[WRITTEN INSTRUCTION 1]:
Restate, more concisely, the paragraph of the forum thread that begins "I know, it's a shame," keeping its main facts.
[WRITTEN INSTRUCTION 2]:
Copy the part of the forum thread starting at "## Dana C (Apr" and ending at "leave it alone.", renaming "anonymity" to "namelessness".

# So, if your not a fishing pro you can't make fishing videos?



## Quartzyellowjacket (Apr 12, 2012)

Me and my dad love fishing for bullhead, its not for sport or anything. But about a year ago, in 2011 I brought a camera along. I got about 30 minutes of footage that I put on the internet because I felt that it would lose the fun of a father son fishing trip on fathers day. We caught some small bullhead with some worms like we usually do and we use these pliers to help get the hooks off the fish but today we forgot them and used some shop rags, which in hindsight was a bad idea cause it damages the fish, i'll admit it was a bad move. But then was got something cool, a little channel catfish, I had never seen one in my entire life (I've seen flatheads) so I had no idea what it was at first, but regardless me and my dad had a fun time. 
So now I put the video up, its all good and well, fast forward to now it has 12,000 views for just a simple video. Now I realized that I would have to read comments like "Thats a channel catfish" "Your dumb, channel cats aren't rare" and "This guy can't cast right". But I don't mind if people correct me, as long as they don't do it in a rude way, nobody likes that. But this one guy got my blood boiling (though I shouldn't have gotten too upset over it) by saying this:
"i remember when i used a zebco, channel catfish are not rare. they dont really eat worms so thats why you never catch them. i took bullhead off my hook when i was five and? wasnt being a little ***** like you about them stinging me. learn to edit videos. you have fun catching your bullhead, ill be using them as bait. and real men break worms with there bare hands? no, real men stop being little bitches about pain, emotion and most of all they stop playing video games."
But I guess that's something you have to factor in when you put something on the internet, but that's life.


----------



## laurarfl (Apr 12, 2012)

I know, it's a shame. The Internet has a created a curtain of anonymity that allows people to say whatever they want without regard to the feelings of others and without consequences.


----------



## Dana C (Apr 12, 2012)

Yes Laura, it is the anonymity which frees ignorance to roam the net. Animal sites are likely the worst as a lot of the people that are full of advice never have owned whatever animal they are commenting on. Some guy / gal told them....blah, blah. so it must be true. I used to take exception to some of the things said on a number of sites I visit on occasion but for the last few years, I leave it alone. 
Trolls are counting on your hostile response and thrive on internet conflict and bad feelings. Most are shallow, lonely, friendless people.

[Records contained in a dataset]
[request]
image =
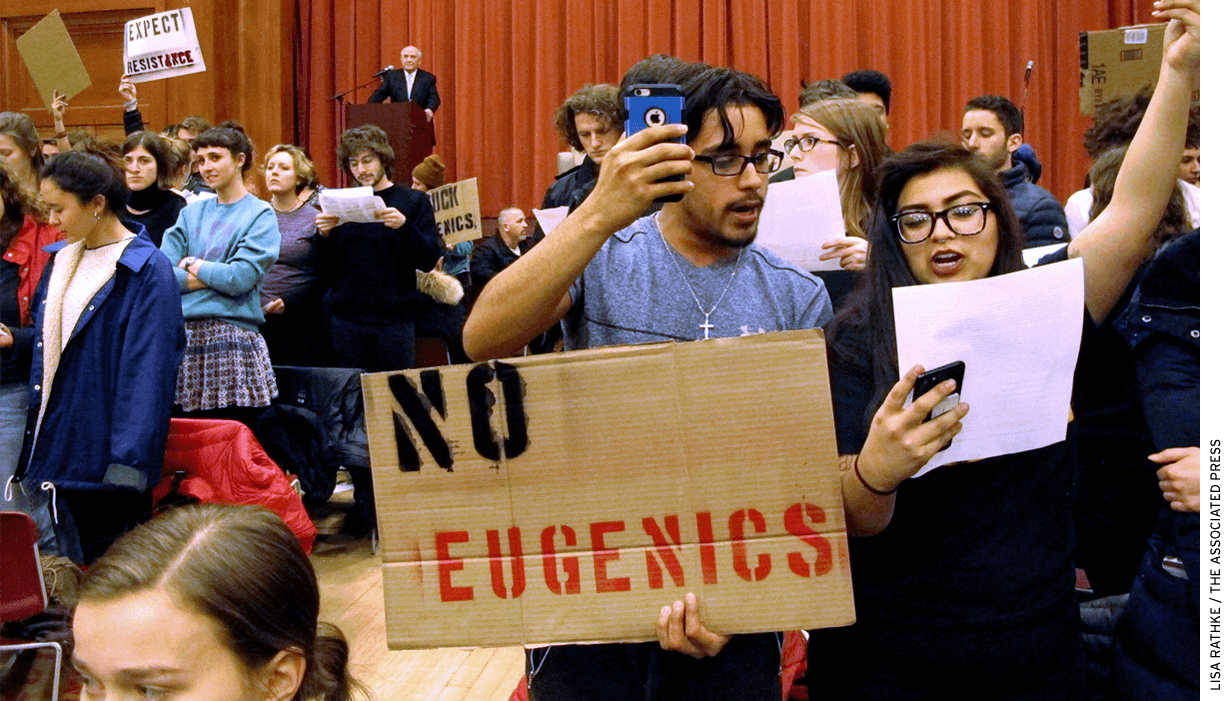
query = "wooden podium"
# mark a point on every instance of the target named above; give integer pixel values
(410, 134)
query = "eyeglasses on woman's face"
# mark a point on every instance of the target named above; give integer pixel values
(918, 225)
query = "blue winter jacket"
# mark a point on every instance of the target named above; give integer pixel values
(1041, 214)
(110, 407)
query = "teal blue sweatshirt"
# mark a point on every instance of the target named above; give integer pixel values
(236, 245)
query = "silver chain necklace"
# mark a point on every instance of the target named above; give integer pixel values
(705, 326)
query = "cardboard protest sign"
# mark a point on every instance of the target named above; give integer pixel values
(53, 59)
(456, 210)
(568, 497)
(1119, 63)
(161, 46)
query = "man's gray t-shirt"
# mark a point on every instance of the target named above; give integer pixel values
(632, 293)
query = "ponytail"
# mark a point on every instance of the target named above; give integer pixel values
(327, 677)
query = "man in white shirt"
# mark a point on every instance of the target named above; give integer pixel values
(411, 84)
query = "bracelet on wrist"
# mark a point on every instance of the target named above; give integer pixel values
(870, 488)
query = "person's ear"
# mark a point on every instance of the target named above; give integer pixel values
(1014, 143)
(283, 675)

[TASK SOLUTION 1]:
It is a shame: the Internet's curtain of anonymity lets people say whatever they want, with no regard for others' feelings and no consequences.

[TASK SOLUTION 2]:
## Dana C (Apr 12, 2012)

Yes Laura, it is the namelessness which frees ignorance to roam the net. Animal sites are likely the worst as a lot of the people that are full of advice never have owned whatever animal they are commenting on. Some guy / gal told them....blah, blah. so it must be true. I used to take exception to some of the things said on a number of sites I visit on occasion but for the last few years, I leave it alone.